Text for analysis:
Cancer and cardiovascular disease, both among top U.S. killers, share inflammation as a cause. Heat shock protein 90 inhibitors as a treatment could become additional common ground, said Dr. John Catravas, director of MCG’s Vascular Biology Center.
“I think hsp90 inhibitors may be some of the best anti-inflammatory drugs we have,” said Catravas, who is among the first scientists to explore the new cancer treatment’s potential in cardiovascular disease.
Inflammation in the short term helps fight infection but becomes problematic when it is chronic or severe. For example, if acute inflammation causes contraction of endothelial cells (tight-fitting cells lining blood vessel walls), blood and fluid can leak into tissue — a particularly deadly scenario in the lungs where it causes acute respiratory distress syndrome.
“Fifty percent of patients diagnosed with acute respiratory distress syndrome die because their endothelial cells have been so damaged.” Catravas said. He and his colleagues have shown that hsp90 inhibitors can block this cell contraction and subsequent swelling in laboratory mice with acute inflammation.  
A new $1.8 million, five-year grant from the National Heart, Lung and Blood Institute will enable the team to also study hsp90 inhibitors’ impact on the cardiovascular complications that typically occur in people with the common double whammy of type 2 diabetes and obesity.
Complications arise when chronic inflammation causes proliferation of smooth muscle cells inside blood vessel walls, prompting previously smooth and flexible walls to thicken and stiffen. “Our hypothesis is that if we treat them with hsp90 inhibitors, we should be able to reduce the cardiovascular problems associated with type 2 diabetes,” Catravas said.

Exercise requirements:
• A. According to the passage on heat shock protein 90 inhibitors, what share of patients diagnosed with acute respiratory distress syndrome die?
• B. Copy everything from "A new $1.8 million, five-year" down to "diabetes and obesity." in the passage on heat shock protein 90 inhibitors, swapping "grant" for "award".
• C. Carry on the passage on heat shock protein 90 inhibitors beyond its final sentence.

Information shown:

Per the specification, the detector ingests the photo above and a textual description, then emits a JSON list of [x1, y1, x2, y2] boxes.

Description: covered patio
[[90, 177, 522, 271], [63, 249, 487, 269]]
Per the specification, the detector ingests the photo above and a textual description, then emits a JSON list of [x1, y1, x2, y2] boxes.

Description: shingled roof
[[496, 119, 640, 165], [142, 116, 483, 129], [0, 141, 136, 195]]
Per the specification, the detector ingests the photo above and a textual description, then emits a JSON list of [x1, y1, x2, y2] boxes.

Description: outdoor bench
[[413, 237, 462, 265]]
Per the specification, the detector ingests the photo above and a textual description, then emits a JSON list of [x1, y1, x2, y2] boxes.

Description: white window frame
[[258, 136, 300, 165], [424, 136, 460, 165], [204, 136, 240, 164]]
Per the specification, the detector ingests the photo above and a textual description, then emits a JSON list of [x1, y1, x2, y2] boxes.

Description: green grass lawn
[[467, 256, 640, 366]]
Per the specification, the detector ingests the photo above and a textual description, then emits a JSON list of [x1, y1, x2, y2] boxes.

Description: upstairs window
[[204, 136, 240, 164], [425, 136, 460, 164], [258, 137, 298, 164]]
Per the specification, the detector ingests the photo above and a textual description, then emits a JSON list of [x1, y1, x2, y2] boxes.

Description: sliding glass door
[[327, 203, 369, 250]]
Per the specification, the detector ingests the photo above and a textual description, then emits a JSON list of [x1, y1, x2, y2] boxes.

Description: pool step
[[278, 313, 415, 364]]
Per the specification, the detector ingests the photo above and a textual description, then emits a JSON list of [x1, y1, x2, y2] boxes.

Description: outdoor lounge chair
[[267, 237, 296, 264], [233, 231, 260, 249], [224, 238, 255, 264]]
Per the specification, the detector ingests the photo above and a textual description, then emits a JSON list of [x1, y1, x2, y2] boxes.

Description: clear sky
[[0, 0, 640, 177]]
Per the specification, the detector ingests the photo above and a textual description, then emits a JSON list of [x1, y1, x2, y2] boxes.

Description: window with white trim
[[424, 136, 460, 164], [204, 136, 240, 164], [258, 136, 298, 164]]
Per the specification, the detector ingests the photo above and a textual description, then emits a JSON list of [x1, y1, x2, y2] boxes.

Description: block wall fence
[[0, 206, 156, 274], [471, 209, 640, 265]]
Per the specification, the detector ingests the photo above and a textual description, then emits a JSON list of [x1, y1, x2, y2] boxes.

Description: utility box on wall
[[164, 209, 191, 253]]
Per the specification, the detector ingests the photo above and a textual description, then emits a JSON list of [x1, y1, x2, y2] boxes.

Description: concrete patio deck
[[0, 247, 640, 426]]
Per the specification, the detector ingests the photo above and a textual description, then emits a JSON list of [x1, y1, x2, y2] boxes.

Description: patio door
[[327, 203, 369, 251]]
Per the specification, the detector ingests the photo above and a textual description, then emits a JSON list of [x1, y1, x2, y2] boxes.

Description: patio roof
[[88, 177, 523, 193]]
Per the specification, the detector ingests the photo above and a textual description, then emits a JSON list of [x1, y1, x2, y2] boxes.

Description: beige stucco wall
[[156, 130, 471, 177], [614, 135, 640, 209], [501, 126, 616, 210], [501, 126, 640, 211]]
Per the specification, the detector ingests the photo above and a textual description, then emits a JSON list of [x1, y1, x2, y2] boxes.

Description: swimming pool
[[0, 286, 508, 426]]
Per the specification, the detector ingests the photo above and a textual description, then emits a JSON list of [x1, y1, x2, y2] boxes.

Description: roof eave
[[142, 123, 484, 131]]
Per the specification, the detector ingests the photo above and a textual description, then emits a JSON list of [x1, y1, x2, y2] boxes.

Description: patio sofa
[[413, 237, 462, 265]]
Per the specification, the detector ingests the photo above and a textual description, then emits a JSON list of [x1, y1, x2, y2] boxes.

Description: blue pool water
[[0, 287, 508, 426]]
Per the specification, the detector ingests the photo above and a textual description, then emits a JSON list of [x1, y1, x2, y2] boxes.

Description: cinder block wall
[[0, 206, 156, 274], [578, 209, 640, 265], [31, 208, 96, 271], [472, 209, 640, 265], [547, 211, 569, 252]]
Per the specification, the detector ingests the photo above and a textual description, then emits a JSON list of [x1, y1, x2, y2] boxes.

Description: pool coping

Your responses:
• A. Fifty percent.

• B.
A new $1.8 million, five-year award from the National Heart, Lung and Blood Institute will enable the team to also study hsp90 inhibitors’ impact on the cardiovascular complications that typically occur in people with the common double whammy of type 2 diabetes and obesity.

• C.
Hsp90 activates other proteins and keeps them on task — a multi-faceted role that leads the researchers to suspect that its inflammation-promoting role is multi-faceted as well. The functions are closely interwoven: enzymes critical to inflammation also activate hsp90.  
Despite their critical role in the body, blocking hsp90 in disease states doesn’t seem to cause undue problems. “Not all proteins associated with inflammation are bad, and when you block the good ones, you may have side effects,” Catravas said. “But cancer indicates that the inhibitors have much higher affinity for active hsp90 and cancer has higher concentrations of active hsp90 than normal tissue.”
Anti-inflammatory agents already in wide use likely aren’t good options for inflammation-related cardiovascular disease, Catravas said, noting unacceptable side effects particularly with long-term use. He hopes hsp90 inhibitors will provide a less toxic, multi-target approach for some patients, he said. “This is the beginning of the field.”